» DATASET CONTENT
>> Begin

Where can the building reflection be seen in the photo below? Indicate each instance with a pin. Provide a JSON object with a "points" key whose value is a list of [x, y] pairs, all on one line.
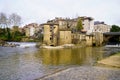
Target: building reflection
{"points": [[78, 56]]}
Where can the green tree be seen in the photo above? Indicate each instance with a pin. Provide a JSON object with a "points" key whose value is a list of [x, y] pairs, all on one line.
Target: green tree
{"points": [[115, 28], [79, 26]]}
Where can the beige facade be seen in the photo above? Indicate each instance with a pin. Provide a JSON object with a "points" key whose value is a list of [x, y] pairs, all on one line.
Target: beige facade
{"points": [[102, 28], [67, 23], [65, 37], [31, 29], [50, 34]]}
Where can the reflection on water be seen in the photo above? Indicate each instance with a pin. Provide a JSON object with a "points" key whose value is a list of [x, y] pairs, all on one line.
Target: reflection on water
{"points": [[79, 56], [32, 63]]}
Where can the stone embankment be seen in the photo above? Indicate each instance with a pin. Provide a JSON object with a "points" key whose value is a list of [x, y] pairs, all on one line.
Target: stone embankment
{"points": [[5, 44], [111, 61], [85, 73]]}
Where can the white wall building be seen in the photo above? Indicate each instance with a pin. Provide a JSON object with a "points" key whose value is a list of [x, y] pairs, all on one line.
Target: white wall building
{"points": [[101, 27]]}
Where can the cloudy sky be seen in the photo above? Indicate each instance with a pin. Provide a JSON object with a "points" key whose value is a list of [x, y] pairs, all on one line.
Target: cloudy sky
{"points": [[42, 10]]}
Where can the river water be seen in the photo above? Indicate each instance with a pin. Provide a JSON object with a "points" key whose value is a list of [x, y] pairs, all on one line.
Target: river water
{"points": [[31, 63]]}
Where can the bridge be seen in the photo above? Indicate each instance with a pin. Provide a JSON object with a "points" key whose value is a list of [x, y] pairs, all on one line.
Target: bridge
{"points": [[111, 38]]}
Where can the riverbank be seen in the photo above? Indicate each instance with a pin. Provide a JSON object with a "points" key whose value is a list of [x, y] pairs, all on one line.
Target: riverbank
{"points": [[85, 73], [113, 60]]}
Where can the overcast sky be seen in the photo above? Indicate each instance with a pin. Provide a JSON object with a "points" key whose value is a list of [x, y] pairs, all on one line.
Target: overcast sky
{"points": [[42, 10]]}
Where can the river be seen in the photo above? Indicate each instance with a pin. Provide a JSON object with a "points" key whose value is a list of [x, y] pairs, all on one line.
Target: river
{"points": [[31, 63]]}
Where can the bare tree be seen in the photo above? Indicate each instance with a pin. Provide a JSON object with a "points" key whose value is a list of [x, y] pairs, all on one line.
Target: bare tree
{"points": [[3, 20], [14, 19]]}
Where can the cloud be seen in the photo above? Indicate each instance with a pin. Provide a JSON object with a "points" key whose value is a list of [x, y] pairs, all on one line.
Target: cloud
{"points": [[42, 10]]}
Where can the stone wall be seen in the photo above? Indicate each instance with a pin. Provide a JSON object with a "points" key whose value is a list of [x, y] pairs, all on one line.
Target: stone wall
{"points": [[65, 37]]}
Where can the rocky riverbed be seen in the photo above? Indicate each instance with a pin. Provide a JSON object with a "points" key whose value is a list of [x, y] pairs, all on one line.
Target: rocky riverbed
{"points": [[85, 73]]}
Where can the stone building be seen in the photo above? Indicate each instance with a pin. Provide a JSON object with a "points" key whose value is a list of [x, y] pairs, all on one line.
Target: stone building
{"points": [[67, 23], [88, 24], [54, 36], [50, 34], [101, 27], [65, 37], [31, 29]]}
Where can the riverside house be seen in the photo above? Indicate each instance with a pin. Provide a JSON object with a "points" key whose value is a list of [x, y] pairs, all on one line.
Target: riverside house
{"points": [[31, 29], [59, 32]]}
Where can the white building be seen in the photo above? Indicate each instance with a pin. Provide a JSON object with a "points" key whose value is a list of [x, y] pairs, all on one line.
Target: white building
{"points": [[101, 27]]}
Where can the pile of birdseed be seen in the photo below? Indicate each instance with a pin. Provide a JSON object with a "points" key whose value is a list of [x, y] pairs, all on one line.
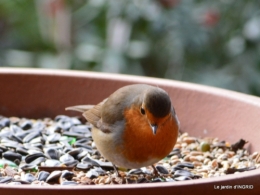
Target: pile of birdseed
{"points": [[62, 152]]}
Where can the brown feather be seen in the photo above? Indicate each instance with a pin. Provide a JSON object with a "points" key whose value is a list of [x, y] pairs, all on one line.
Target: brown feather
{"points": [[94, 115], [80, 108]]}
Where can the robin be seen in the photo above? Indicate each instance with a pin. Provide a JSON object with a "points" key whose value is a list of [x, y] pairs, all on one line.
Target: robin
{"points": [[134, 127]]}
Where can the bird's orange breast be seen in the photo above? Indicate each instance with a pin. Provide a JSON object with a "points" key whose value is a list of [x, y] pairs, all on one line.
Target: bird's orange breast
{"points": [[139, 142]]}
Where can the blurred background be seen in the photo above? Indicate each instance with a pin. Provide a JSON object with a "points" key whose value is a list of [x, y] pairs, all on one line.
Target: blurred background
{"points": [[214, 43]]}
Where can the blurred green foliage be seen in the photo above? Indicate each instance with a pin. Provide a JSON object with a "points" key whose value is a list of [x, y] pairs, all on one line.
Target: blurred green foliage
{"points": [[210, 42]]}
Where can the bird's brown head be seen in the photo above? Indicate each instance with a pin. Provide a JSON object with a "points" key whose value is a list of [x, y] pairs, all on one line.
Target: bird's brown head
{"points": [[156, 107]]}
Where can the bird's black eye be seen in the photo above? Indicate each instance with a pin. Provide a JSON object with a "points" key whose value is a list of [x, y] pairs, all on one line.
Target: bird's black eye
{"points": [[142, 111]]}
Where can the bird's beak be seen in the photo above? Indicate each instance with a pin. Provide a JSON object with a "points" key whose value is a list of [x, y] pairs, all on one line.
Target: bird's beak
{"points": [[154, 128]]}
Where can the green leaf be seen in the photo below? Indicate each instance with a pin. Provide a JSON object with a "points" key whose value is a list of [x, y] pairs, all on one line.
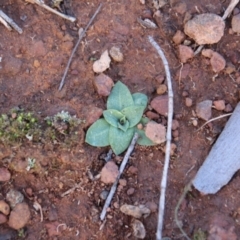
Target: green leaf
{"points": [[140, 99], [120, 97], [98, 134], [119, 140], [143, 139], [112, 116], [133, 114]]}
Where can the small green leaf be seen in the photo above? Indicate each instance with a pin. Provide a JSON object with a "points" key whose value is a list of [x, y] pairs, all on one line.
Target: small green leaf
{"points": [[133, 114], [119, 140], [98, 134], [143, 139], [120, 97], [112, 116], [140, 99]]}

>> End

» REQUIRED TASK
Quote exactly, and only, the lines from the line containing "Where can the bird's beak" through the final line of the records above, both included, omitting any pictures.

» ANSWER TO THIS PROBLEM
Where can the bird's beak be seen in the photo above? Indicate each instance with a pin. Provide a JSON object with a "points" key whose value is a list of [x, y] pairs, all on one line.
Target: bird's beak
{"points": [[154, 128]]}
Where can the green leaf be seen in the photo below? Indicate each instance with a pin. Provide a JSON object with a "points" key whose value is a list of [x, y] pairs, all on one line.
Target: green leaf
{"points": [[140, 99], [120, 97], [98, 134], [119, 140], [143, 139], [112, 116], [133, 114]]}
Where can the small green leaf be seen in the photo above? Indicate each instance with a pin. Provide a JSON object with a "points" key whose value is a list of [x, y] pairs, all on one line.
Target: small green leaf
{"points": [[133, 114], [119, 140], [98, 134], [143, 139], [120, 97], [112, 116], [140, 99]]}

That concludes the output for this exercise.